* INFORMATION GIVEN
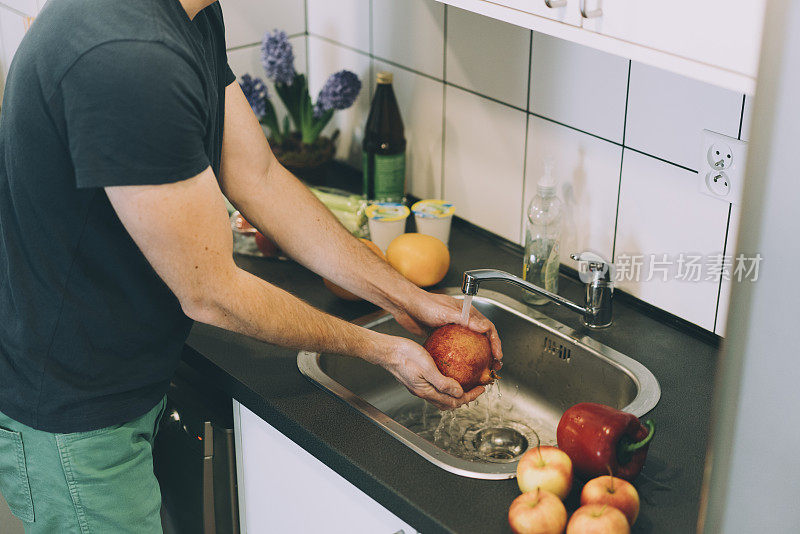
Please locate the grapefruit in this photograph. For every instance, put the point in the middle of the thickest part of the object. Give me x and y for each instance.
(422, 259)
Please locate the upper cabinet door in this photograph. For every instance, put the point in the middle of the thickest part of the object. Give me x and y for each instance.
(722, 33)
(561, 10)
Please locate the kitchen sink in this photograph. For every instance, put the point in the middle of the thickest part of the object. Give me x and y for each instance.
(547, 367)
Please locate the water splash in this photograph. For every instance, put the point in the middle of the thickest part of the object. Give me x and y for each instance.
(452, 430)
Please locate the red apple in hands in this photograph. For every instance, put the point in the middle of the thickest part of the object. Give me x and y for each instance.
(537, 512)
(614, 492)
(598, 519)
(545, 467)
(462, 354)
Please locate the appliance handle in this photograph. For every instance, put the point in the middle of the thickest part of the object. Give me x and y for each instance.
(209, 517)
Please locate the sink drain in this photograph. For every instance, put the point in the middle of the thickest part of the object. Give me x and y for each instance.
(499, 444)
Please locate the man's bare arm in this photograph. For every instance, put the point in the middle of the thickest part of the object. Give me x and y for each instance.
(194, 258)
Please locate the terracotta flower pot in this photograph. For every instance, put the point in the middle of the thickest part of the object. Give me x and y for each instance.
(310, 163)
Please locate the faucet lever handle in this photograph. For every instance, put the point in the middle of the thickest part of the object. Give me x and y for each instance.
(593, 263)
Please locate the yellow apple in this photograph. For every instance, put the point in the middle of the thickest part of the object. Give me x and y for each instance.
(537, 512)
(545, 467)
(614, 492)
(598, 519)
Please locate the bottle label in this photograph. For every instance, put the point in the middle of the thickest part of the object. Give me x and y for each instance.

* AIM
Copy out every line above word for word, leaving out the pictures.

* EXERCISE RESPONSE
Please locate the grapefruit in this photograph. For every instance, put the point in the middle of the thickest part of the object. Give me x and y for each instance.
(422, 259)
Please locate the upper cabinet door in this photograph. For every instance, put the point in the middle of the thickest part of the object. Give me x and y for each instance.
(722, 33)
(561, 10)
Please locate the kitchen sink in this photograph. For every instance, put the point in the middle of the thickest part of the object. Give me x and y for each instance.
(547, 367)
Please locate the water splash in this photograph. For every instance, put the point in the middle of the thickest part of the object. Give me x and y for each instance.
(452, 430)
Please locate the red apple in hands in this photograph. For every instance, put the point in the middle of the thickest part of the object. Give me x and y for each instance.
(537, 512)
(614, 492)
(598, 519)
(545, 467)
(462, 354)
Please locate the appliance handle in this photograph. For every instance, put the point in the middle of the thickest part of the object. Give me x and y for each instance.
(209, 517)
Please locate the sink drain in this photograph. For every instance, put the point in the middle of the thickest part of the object. Give me x and y for each instance.
(499, 444)
Please locate the man's bare arm in this photograph. For every instance, put the point in the middle of the thickest part of the object. Give me x and y for each instance.
(194, 258)
Please locate the terracotta flower pot in this photograph. For every instance, put the point in the middle of the thickest part of the object. Give me x and y for each instance.
(310, 163)
Please locate the faucet lever handle in this photograph. For every instance, put the point in the middle of the thickest part of the object. Give me x and y for each instance.
(593, 263)
Please locate the yellow apple in this photograph. For every instance, put the point in the middle of the thickest part of the object. Give me x and y for each instance.
(537, 512)
(545, 467)
(614, 492)
(598, 519)
Please locate the bottle label in this photograph. For every instance, put the point in the middle of the thickest part of the object. Give me x and y for each instance.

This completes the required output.